== Verilen metin ==
Cumhurbaşkanı Gül kabulde, “Vatanımızın her toprağı değerli ama Çanakkale’den gelen bu toprak çok daha farklı bir anlam ifade ediyor ve siz bu toprağı getirmek için emek verdiniz. Çanakkale Savaşı sadece Türkiye Cumhuriyeti’ni değil tüm dünyayı ilgilendiren tarihî bir hadisedir. Bu savaş ile dünya tarihinin gidişatı değişmiş ve Türkiye Cumhuriyeti’nin temelleri atılmıştır” dedi.

Cumhurbaşkanı Gül sözlerini “Başta Büyük Atatürk olmak üzere, pek çok komutan ve devlet adamı ilk defa kendini Çanakkale’de göstermiştir. Bu zaferi en iyi Mehmet Akif’in “Çanakkale Şehitlerine” şiiri anlatır. Onu okuduğunuz zaman taşıdığınız toprağın değerini daha çok anlarsınız” diyerek bitirdi.

Akgül de kabulde, başta 2011 yılında Erzurum’da düzenlenecek Dünya Üniversiteler Kış Oyunları ve 2012 yılında İstanbul’da düzenlenecek Dünya Salon Atletizm Şampiyonası olmak üzere, genel müdürlüğün önümüzdeki dönemlerdeki faaliyetleri hakkında bilgi verdi.

 

ÇANAKKALE ŞEHİTLERİNE


Şu Boğaz harbi nedir? Var mı ki dünyâda eşi?
En kesif orduların yükleniyor dördü beşi.
-Tepeden yol bularak geçmek için Marmara’ya-
Kaç donanmayla sarılmış ufacık bir karaya.
Ne hayâsızca tehaşşüd ki ufuklar kapalı!
Nerde-gösterdiği vahşetle ‘bu: bir Avrupalı’
Dedirir-Yırtıcı, his yoksulu, sırtlan kümesi,
Varsa gelmiş, açılıp mahbesi, yâhud kafesi!
Eski Dünyâ, yeni Dünyâ, bütün akvâm-ı beşer,
Kaynıyor kum gibi, mahşer mi, hakikat mahşer.
Yedi iklimi cihânın duruyor karşında,
Avusturalya’yla beraber bakıyorsun: Kanada!
===
== Gösterilen kayıtlar ==
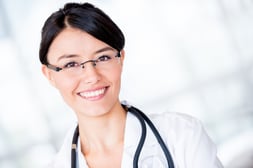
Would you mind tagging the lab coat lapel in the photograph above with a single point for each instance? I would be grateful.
(132, 136)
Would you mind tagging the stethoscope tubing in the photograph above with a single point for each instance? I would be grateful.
(142, 118)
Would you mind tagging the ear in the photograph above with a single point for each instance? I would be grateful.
(48, 74)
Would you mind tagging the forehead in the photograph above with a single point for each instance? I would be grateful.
(73, 41)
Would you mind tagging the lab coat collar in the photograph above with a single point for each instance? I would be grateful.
(150, 149)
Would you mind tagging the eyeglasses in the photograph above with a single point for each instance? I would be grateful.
(74, 68)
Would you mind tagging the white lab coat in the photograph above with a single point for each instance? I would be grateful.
(185, 137)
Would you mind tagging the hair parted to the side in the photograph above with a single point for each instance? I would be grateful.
(83, 16)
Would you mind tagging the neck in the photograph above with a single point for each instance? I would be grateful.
(103, 132)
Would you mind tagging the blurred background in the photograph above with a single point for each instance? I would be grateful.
(189, 56)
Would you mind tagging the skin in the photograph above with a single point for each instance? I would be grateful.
(101, 118)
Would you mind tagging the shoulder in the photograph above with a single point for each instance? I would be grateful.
(175, 120)
(63, 156)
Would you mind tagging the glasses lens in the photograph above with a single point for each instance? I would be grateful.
(102, 63)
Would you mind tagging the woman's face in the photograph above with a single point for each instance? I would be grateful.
(94, 90)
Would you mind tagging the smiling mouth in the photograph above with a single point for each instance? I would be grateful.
(94, 94)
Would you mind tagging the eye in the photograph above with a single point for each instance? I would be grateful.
(104, 58)
(71, 65)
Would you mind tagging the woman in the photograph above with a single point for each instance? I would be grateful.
(82, 55)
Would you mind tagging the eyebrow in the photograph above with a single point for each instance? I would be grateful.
(96, 52)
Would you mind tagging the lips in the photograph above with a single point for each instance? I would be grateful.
(93, 94)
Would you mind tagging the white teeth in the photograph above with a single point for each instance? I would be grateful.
(93, 93)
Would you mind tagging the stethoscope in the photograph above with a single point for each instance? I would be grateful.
(142, 118)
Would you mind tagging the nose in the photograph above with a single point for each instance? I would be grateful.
(90, 73)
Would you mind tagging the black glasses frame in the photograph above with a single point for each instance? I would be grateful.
(93, 61)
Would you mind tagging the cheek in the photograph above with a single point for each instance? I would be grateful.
(65, 87)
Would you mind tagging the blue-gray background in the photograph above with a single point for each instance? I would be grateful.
(189, 56)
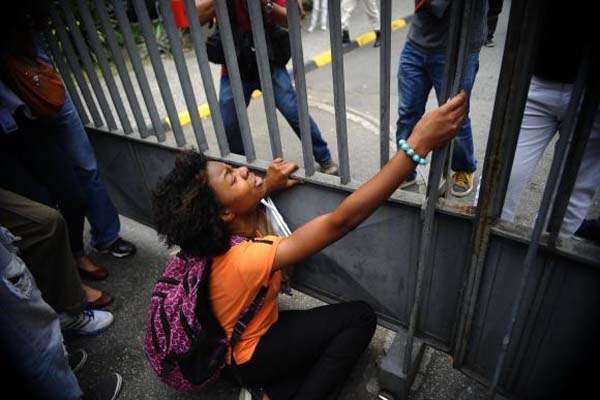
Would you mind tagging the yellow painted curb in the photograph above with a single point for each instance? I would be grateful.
(323, 59)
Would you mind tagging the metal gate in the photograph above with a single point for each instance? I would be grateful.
(517, 308)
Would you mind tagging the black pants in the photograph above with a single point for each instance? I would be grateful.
(308, 354)
(34, 166)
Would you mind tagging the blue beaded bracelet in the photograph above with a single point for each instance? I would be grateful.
(411, 153)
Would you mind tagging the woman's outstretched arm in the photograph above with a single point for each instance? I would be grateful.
(432, 131)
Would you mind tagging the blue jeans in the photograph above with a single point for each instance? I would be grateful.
(285, 101)
(100, 211)
(418, 72)
(30, 331)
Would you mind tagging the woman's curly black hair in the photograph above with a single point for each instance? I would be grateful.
(186, 210)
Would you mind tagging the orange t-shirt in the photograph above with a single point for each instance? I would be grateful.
(236, 277)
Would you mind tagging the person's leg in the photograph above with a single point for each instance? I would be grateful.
(44, 246)
(72, 138)
(30, 333)
(372, 11)
(227, 106)
(287, 103)
(464, 162)
(308, 354)
(414, 86)
(538, 126)
(586, 185)
(347, 7)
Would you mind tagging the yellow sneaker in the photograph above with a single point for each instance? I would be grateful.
(462, 183)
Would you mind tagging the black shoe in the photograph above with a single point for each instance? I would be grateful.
(377, 39)
(489, 42)
(590, 230)
(77, 359)
(108, 388)
(345, 37)
(120, 248)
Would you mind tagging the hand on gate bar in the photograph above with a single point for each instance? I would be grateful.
(440, 125)
(278, 175)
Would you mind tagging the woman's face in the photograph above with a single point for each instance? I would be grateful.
(237, 189)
===
### Alıştırma
Çanakkale metninde "Cumhurbaşkanı Gül sözlerini" ile "ufacık bir karaya." arasındaki kısmı, ikisi de dahil olmak üzere, "komutan" yerine "subay" koyarak yeniden yazın. Bu kayıtlar gerekli değildir.

### Cevap
Cumhurbaşkanı Gül sözlerini “Başta Büyük Atatürk olmak üzere, pek çok subay ve devlet adamı ilk defa kendini Çanakkale’de göstermiştir. Bu zaferi en iyi Mehmet Akif’in “Çanakkale Şehitlerine” şiiri anlatır. Onu okuduğunuz zaman taşıdığınız toprağın değerini daha çok anlarsınız” diyerek bitirdi.

Akgül de kabulde, başta 2011 yılında Erzurum’da düzenlenecek Dünya Üniversiteler Kış Oyunları ve 2012 yılında İstanbul’da düzenlenecek Dünya Salon Atletizm Şampiyonası olmak üzere, genel müdürlüğün önümüzdeki dönemlerdeki faaliyetleri hakkında bilgi verdi.

 

ÇANAKKALE ŞEHİTLERİNE


Şu Boğaz harbi nedir? Var mı ki dünyâda eşi?
En kesif orduların yükleniyor dördü beşi.
-Tepeden yol bularak geçmek için Marmara’ya-
Kaç donanmayla sarılmış ufacık bir karaya.